Leave out the pictures and retype everything else in the records below exactly.

++++ Information ++++

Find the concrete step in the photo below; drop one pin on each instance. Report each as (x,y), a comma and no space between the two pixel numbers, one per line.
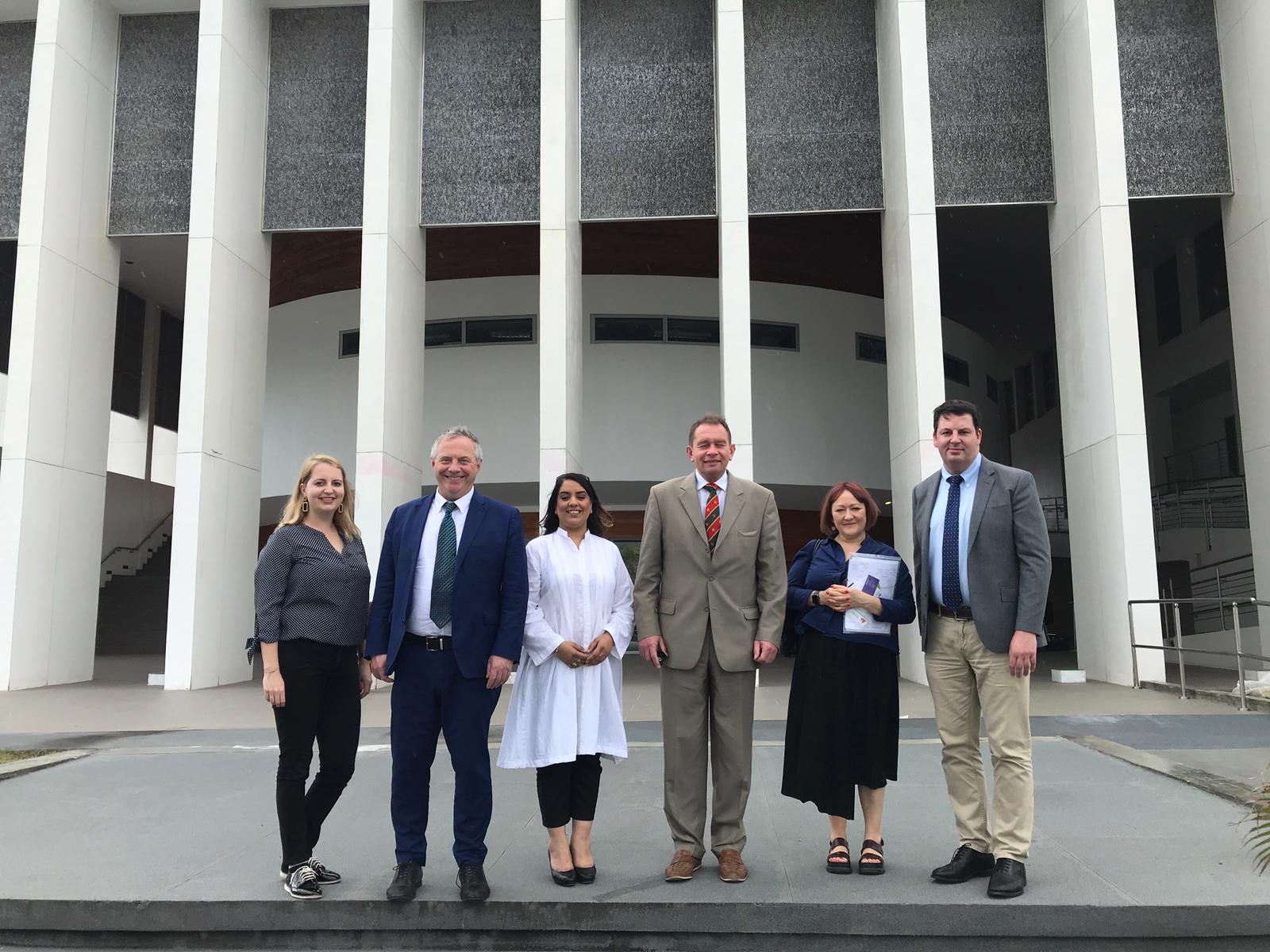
(1225,697)
(591,926)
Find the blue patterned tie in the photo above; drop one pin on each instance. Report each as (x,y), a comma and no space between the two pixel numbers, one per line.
(444,569)
(952,579)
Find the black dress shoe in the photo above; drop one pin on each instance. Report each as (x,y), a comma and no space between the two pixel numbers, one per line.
(562,879)
(965,865)
(406,879)
(473,885)
(1009,880)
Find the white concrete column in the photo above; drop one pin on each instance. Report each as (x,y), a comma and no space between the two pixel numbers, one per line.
(391,446)
(732,177)
(1096,329)
(219,441)
(1244,32)
(911,273)
(562,321)
(57,416)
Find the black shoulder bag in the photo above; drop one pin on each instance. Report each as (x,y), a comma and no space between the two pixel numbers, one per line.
(789,634)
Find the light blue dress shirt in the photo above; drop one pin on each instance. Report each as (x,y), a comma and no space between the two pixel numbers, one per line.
(935,551)
(704,498)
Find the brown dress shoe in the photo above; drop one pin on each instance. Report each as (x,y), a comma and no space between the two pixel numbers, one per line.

++++

» Worked solution
Find the concrete step in the photo below; drop one pin on each instance. Report each as (x,y), a comma and no space between the two pixel numbers, one per line.
(1225,697)
(591,926)
Find the blue patterned tie in the photo above; drop one pin on each instance. Report each as (x,y), a comma and no space between the two pixel numbers, one per line.
(444,569)
(952,579)
Find the black dress shoe in the photo above; drop one pin on each instance. Report each as (x,y), a comma and no space between the two pixel numbers, one per line.
(562,879)
(965,865)
(406,879)
(473,885)
(1009,880)
Find the white concrete column in the photo above; drop one pin on each instance. Report each as (x,y), a comma and no space between the two pixel numbers, one per line.
(391,446)
(732,177)
(1096,329)
(219,441)
(1244,32)
(911,273)
(562,321)
(57,416)
Find the black shoulder bag in the photo above; drop one pin on each instance. Report each as (x,y), a comma and no space between the two pixel numbers, one per line.
(789,634)
Find the light blue dress shirt in the photo above; drop one pin on each instance. Report each as (x,y), a comma and no space between the two pixel numbers, one per line.
(935,551)
(704,498)
Find the brown dress shoe in the photo above; drop one pin on each instance. Report each as (x,y), a comma and no space between the two pixel numbers, one per line.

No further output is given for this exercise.